## START
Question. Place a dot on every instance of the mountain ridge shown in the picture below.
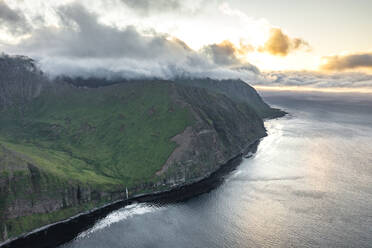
(66, 147)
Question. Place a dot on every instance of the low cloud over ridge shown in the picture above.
(12, 21)
(84, 46)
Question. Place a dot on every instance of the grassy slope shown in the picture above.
(107, 137)
(119, 133)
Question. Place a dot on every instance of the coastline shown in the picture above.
(61, 232)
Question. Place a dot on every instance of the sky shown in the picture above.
(271, 43)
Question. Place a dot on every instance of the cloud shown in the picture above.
(347, 62)
(226, 53)
(12, 21)
(82, 46)
(82, 36)
(280, 44)
(147, 6)
(311, 79)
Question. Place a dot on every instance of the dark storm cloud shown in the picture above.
(281, 44)
(12, 21)
(345, 62)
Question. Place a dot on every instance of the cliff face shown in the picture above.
(65, 149)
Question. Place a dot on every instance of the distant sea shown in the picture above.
(308, 185)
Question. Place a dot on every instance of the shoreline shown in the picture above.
(61, 232)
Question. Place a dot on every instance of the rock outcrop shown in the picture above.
(66, 147)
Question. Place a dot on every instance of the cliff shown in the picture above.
(67, 146)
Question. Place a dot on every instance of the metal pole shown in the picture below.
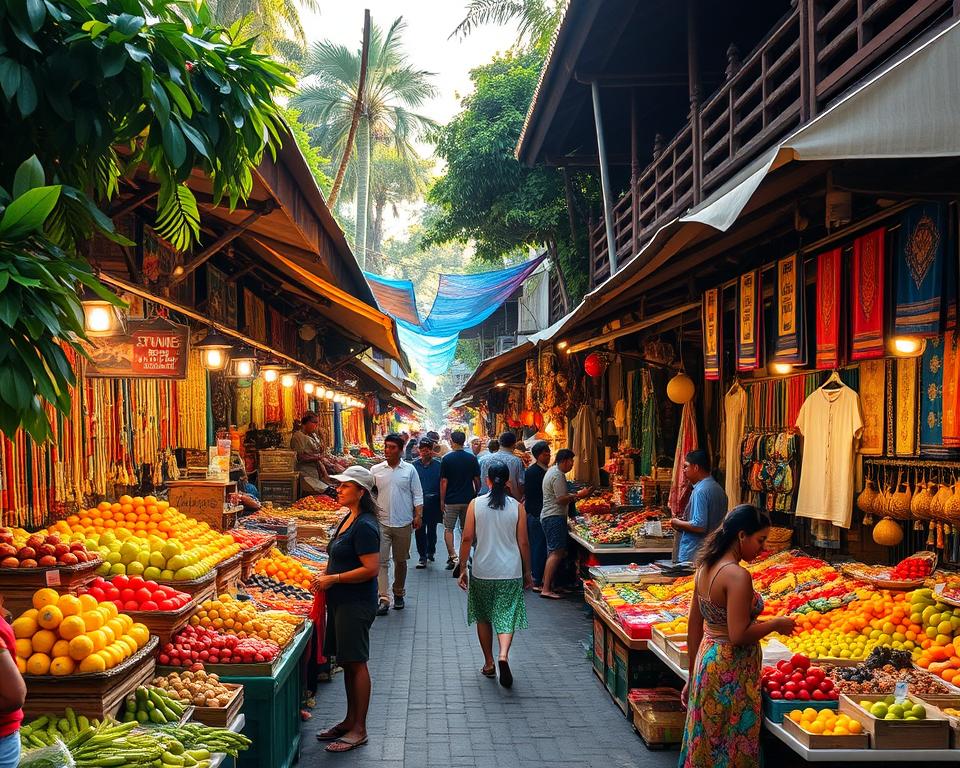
(604, 180)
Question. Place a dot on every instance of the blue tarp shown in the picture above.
(462, 302)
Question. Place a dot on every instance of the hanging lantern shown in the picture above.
(594, 365)
(680, 389)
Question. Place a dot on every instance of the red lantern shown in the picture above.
(594, 365)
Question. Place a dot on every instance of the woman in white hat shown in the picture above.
(350, 582)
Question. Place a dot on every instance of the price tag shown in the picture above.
(900, 691)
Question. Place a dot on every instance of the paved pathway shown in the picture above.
(432, 708)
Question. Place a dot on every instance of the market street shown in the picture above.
(431, 707)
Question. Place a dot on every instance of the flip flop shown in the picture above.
(332, 734)
(350, 745)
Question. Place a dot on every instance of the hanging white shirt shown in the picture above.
(831, 423)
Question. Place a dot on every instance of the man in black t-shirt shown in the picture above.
(533, 503)
(459, 483)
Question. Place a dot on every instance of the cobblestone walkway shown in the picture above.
(432, 708)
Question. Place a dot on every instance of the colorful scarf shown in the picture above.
(868, 297)
(789, 338)
(829, 265)
(749, 311)
(712, 327)
(920, 268)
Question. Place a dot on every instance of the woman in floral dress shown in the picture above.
(723, 695)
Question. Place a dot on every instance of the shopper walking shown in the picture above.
(723, 695)
(428, 470)
(399, 496)
(459, 484)
(553, 517)
(13, 693)
(500, 570)
(533, 503)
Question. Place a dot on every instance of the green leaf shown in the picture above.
(28, 212)
(29, 176)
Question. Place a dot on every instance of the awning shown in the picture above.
(909, 108)
(354, 316)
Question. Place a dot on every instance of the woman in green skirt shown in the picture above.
(500, 570)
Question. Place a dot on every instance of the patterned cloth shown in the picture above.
(723, 706)
(498, 602)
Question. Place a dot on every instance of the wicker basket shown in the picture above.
(778, 539)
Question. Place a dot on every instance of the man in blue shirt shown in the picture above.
(705, 510)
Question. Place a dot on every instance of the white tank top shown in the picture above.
(498, 553)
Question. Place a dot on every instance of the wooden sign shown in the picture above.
(149, 349)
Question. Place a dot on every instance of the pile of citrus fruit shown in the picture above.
(64, 634)
(826, 722)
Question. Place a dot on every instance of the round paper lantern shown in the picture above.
(680, 389)
(594, 365)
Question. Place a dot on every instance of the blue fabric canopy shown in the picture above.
(462, 302)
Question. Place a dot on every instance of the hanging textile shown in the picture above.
(920, 271)
(867, 301)
(734, 419)
(749, 328)
(790, 344)
(931, 397)
(712, 342)
(906, 416)
(831, 424)
(829, 266)
(873, 401)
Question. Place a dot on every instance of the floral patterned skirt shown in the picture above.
(723, 709)
(498, 602)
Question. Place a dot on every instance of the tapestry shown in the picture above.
(789, 345)
(829, 266)
(255, 318)
(920, 257)
(711, 334)
(873, 405)
(867, 299)
(931, 397)
(749, 329)
(906, 417)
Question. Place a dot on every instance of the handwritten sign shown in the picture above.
(149, 349)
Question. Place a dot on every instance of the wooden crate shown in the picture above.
(932, 733)
(819, 741)
(165, 624)
(221, 717)
(94, 694)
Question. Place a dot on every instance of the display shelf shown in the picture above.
(598, 609)
(595, 550)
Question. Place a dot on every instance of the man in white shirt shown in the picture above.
(399, 496)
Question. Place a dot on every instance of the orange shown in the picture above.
(38, 664)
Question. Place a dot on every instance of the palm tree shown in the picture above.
(393, 89)
(276, 23)
(537, 20)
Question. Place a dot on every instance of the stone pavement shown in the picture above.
(432, 708)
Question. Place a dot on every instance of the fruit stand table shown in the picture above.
(271, 707)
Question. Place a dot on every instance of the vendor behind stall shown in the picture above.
(313, 475)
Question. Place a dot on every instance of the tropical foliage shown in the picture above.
(392, 91)
(88, 90)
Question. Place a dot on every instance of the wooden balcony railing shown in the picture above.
(817, 51)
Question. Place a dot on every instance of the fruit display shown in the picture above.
(134, 593)
(285, 568)
(67, 634)
(241, 618)
(193, 645)
(41, 550)
(797, 680)
(197, 688)
(891, 709)
(152, 705)
(825, 722)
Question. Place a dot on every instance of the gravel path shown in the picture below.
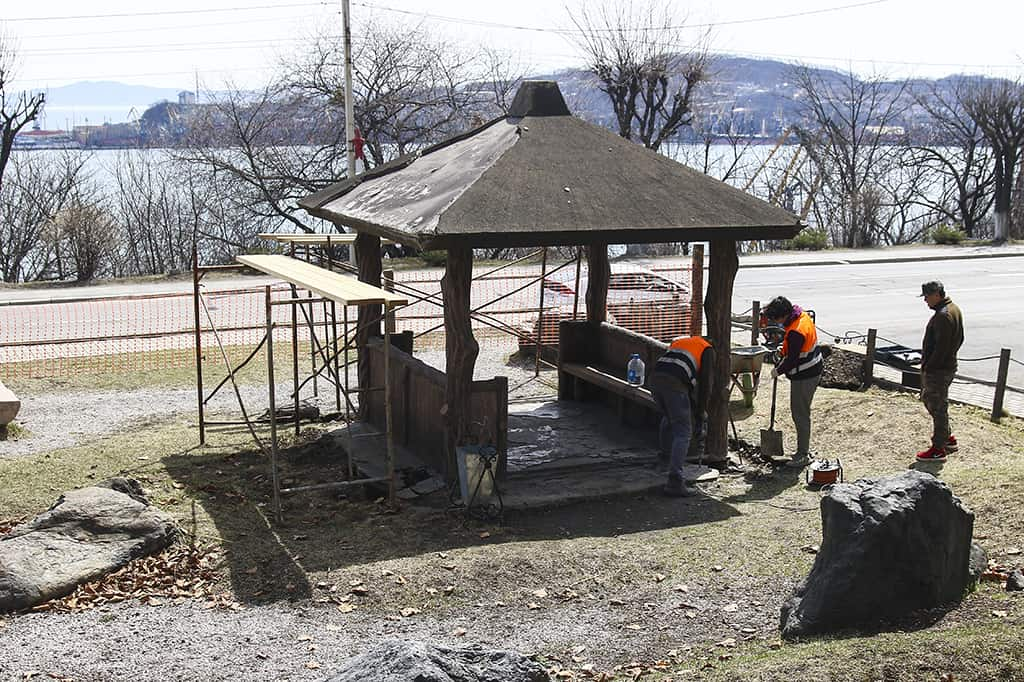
(296, 642)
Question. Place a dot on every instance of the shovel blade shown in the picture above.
(771, 442)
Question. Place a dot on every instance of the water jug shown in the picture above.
(635, 371)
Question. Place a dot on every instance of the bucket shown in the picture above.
(471, 461)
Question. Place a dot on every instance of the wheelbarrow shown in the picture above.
(744, 367)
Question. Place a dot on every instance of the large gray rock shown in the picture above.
(87, 534)
(890, 547)
(395, 661)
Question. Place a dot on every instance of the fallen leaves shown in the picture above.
(174, 576)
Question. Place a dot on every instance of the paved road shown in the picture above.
(849, 290)
(855, 296)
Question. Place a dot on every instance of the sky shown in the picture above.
(240, 41)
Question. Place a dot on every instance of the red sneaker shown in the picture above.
(933, 454)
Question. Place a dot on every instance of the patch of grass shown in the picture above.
(13, 431)
(601, 566)
(947, 235)
(159, 369)
(809, 240)
(981, 651)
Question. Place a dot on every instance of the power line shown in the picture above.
(180, 27)
(165, 12)
(536, 29)
(168, 47)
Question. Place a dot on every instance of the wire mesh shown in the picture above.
(156, 332)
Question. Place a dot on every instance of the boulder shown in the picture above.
(87, 534)
(396, 661)
(890, 547)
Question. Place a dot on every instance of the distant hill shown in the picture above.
(100, 101)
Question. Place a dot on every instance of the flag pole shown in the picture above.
(349, 123)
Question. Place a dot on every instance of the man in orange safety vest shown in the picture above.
(681, 383)
(802, 364)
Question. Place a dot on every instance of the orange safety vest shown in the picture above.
(809, 353)
(682, 360)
## END
Print each entry shown above with exact wording and no pictures.

Question. Place a dot on every instance of the mountain ridge shown in the picture below.
(66, 147)
Question. Place a dot on every instance of the low cloud over ridge shown in the picture above.
(12, 21)
(84, 46)
Question. Place a dot on every instance of the grassy slope shown in the picture above.
(107, 137)
(119, 133)
Question. Place a dot on every instance of the coastline shown in the picture above.
(61, 232)
Question. Place a dot on every instance of the sky shown in the picture above.
(271, 43)
Question. Place a dot on every instance of the cloud shown in the picture above.
(347, 62)
(226, 53)
(12, 21)
(82, 46)
(82, 36)
(280, 44)
(147, 6)
(311, 79)
Question. Place a dot on every instance of the dark storm cloud shown in the picture above.
(281, 44)
(12, 21)
(345, 62)
Question. Place a dot on every instance of the cliff face shown in the picture above.
(65, 149)
Question. Place a dot on every instance of the distant sea shown in the picture above.
(308, 185)
Question. Place a dot on every instance of the shoreline shown in the picture above.
(61, 232)
Question. Place a dot on every instance of the rock outcrop shown in the picture above.
(66, 147)
Question. Place a dot on every instance of the cliff shown in the picture above.
(67, 146)
Question. Place a dot on every instance of the metal pole shown in the picture below.
(604, 180)
Question. Place a dot on every instance of the blue tarp shown in the picture above.
(462, 302)
Question. Place a dot on every instance of the hanging lantern shown in the picture above.
(594, 365)
(680, 389)
Question. Place a dot on every instance of the red lantern shown in the picture above.
(594, 365)
Question. Place a dot on every instance of the woman in white hat shown in the picture above.
(350, 582)
Question. Place a dot on every instance of the price tag shown in the picture above.
(900, 691)
Question. Place a dot on every instance of the paved pathway shown in the picture above.
(432, 708)
Question. Place a dot on every instance of the market street shown in the picture above.
(431, 707)
Question. Place a dot on every instance of the flip flop shown in the picture above.
(332, 734)
(350, 745)
Question. Place a dot on every instance of the hanging white shirt shown in the picture above.
(831, 423)
Question. Place a dot on every instance of the man in black t-shirt shown in the picture above.
(533, 503)
(459, 483)
Question. Place a dot on every instance of the cobblestone walkway shown in the picture above.
(432, 708)
Question. Place a dot on every instance of the colorful scarf shown in the picture above.
(868, 297)
(789, 338)
(829, 265)
(749, 311)
(712, 327)
(920, 268)
Question. Place a dot on every instance of the woman in floral dress shown in the picture above.
(723, 695)
Question. Place a dot on every instance of the shopper walking shown in the picture above.
(723, 695)
(428, 470)
(399, 496)
(459, 484)
(553, 517)
(13, 693)
(500, 570)
(533, 503)
Question. Place a dot on every instance of the green leaf shown in the picture above.
(28, 212)
(29, 176)
Question. Place a dot on every instance of the awning shown in the picture above.
(909, 108)
(354, 316)
Question. Place a dot on every instance of the woman in green skirt shown in the picture above.
(500, 570)
Question. Place a dot on every instance of the patterned cloth shown in the picture above.
(723, 706)
(498, 602)
Question. Place a dot on every instance of the wicker basket shown in the picture above.
(778, 539)
Question. Place a dot on every instance of the man in blue shirt shown in the picture above.
(705, 510)
Question. Place a dot on every instance of the white tank top shown in the picture above.
(498, 553)
Question. Place a dot on every instance of the wooden sign shown in the picture above.
(149, 349)
Question. Place a dot on every instance of the pile of citrus fruit shown in the picture above.
(64, 634)
(826, 722)
Question. Place a dot on every instance of the round paper lantern shown in the picture above.
(680, 389)
(594, 365)
Question. Place a dot on every instance of the blue fabric canopy shown in the picture above.
(462, 302)
Question. Place a dot on every instance of the hanging textile shown in the picture above.
(920, 271)
(867, 301)
(734, 419)
(749, 328)
(790, 344)
(931, 397)
(712, 342)
(906, 416)
(831, 424)
(829, 266)
(873, 401)
Question. Place a dot on every instance of the floral patterned skirt shown in the picture above.
(723, 709)
(498, 602)
Question. Place a dot on every instance of the tapestry shown in the picture above.
(789, 345)
(829, 266)
(255, 318)
(920, 257)
(711, 334)
(873, 405)
(867, 299)
(931, 397)
(749, 329)
(906, 417)
Question. Place a dot on every instance of the handwritten sign shown in the picture above.
(149, 349)
Question. Place a dot on every instance of the wooden crate shown in the picture above.
(932, 733)
(819, 741)
(165, 624)
(221, 717)
(94, 694)
Question. Place a dot on every instance of the display shelf shown in the picture above.
(598, 609)
(595, 550)
Question. Place a dot on every instance of the man in white shirt shown in the picture above.
(399, 496)
Question. Place a dot on every instance of the orange shown in the picture above.
(38, 664)
Question. Place a dot on every instance of the palm tree shown in the picture above.
(393, 89)
(276, 23)
(537, 20)
Question. Place a dot on every instance of the stone pavement shown in the picture above.
(432, 708)
Question. Place a dot on every instance of the fruit stand table shown in the picture above.
(271, 707)
Question. Place a dot on every instance of the vendor behind stall shown in the picture above.
(313, 475)
Question. Place a dot on every instance of the tropical foliage shown in the picture above.
(392, 91)
(88, 90)
Question. Place a dot on every instance of the wooden balcony railing shown in the picture above.
(817, 51)
Question. Place a dot on every instance of the fruit display shown in the picture above.
(134, 593)
(285, 568)
(67, 634)
(241, 618)
(193, 645)
(41, 550)
(797, 680)
(197, 688)
(891, 709)
(152, 705)
(825, 722)
Question. Place a dot on every instance of the gravel path shown in the picture below.
(296, 642)
Question. Place a dot on every instance of the shovel blade shown in the picture above.
(771, 442)
Question. Place a dot on every instance of the water jug shown in the picture above.
(635, 371)
Question. Place a dot on every instance of the bucket shown in the picture above.
(471, 461)
Question. Place a dot on every instance of the wheelbarrow shown in the picture above.
(744, 367)
Question. Place a dot on every instance of the large gray rock shown in the picture above.
(87, 534)
(890, 547)
(395, 661)
Question. Place a dot on every instance of the fallen leaves shown in the picture above.
(174, 576)
Question. Place a dot on every instance of the paved road shown in the picture above.
(849, 290)
(855, 296)
Question. Place a dot on every instance of the sky shown in the picture above.
(240, 41)
Question. Place a dot on every instance of the red sneaker shown in the picture above.
(933, 454)
Question. Place a dot on every instance of the patch of grass shown in the picture above.
(13, 431)
(601, 566)
(947, 235)
(159, 369)
(809, 240)
(981, 651)
Question. Place a dot on every instance of the power line shown in the picture above.
(180, 27)
(165, 12)
(536, 29)
(168, 47)
Question. Place a dot on every instance of the wire mesh shown in the picture above.
(156, 332)
Question. Place a dot on every instance of the boulder shown in the picture above.
(87, 534)
(396, 661)
(890, 547)
Question. Place a dot on every instance of the distant hill shown in the picture above.
(100, 101)
Question. Place a dot on every instance of the flag pole shown in the picture above.
(349, 123)
Question. Place a dot on every instance of the man in orange safety vest shown in the picture above.
(681, 383)
(802, 364)
Question. Place a dot on every instance of the orange safety vest shown in the picture above.
(809, 353)
(682, 360)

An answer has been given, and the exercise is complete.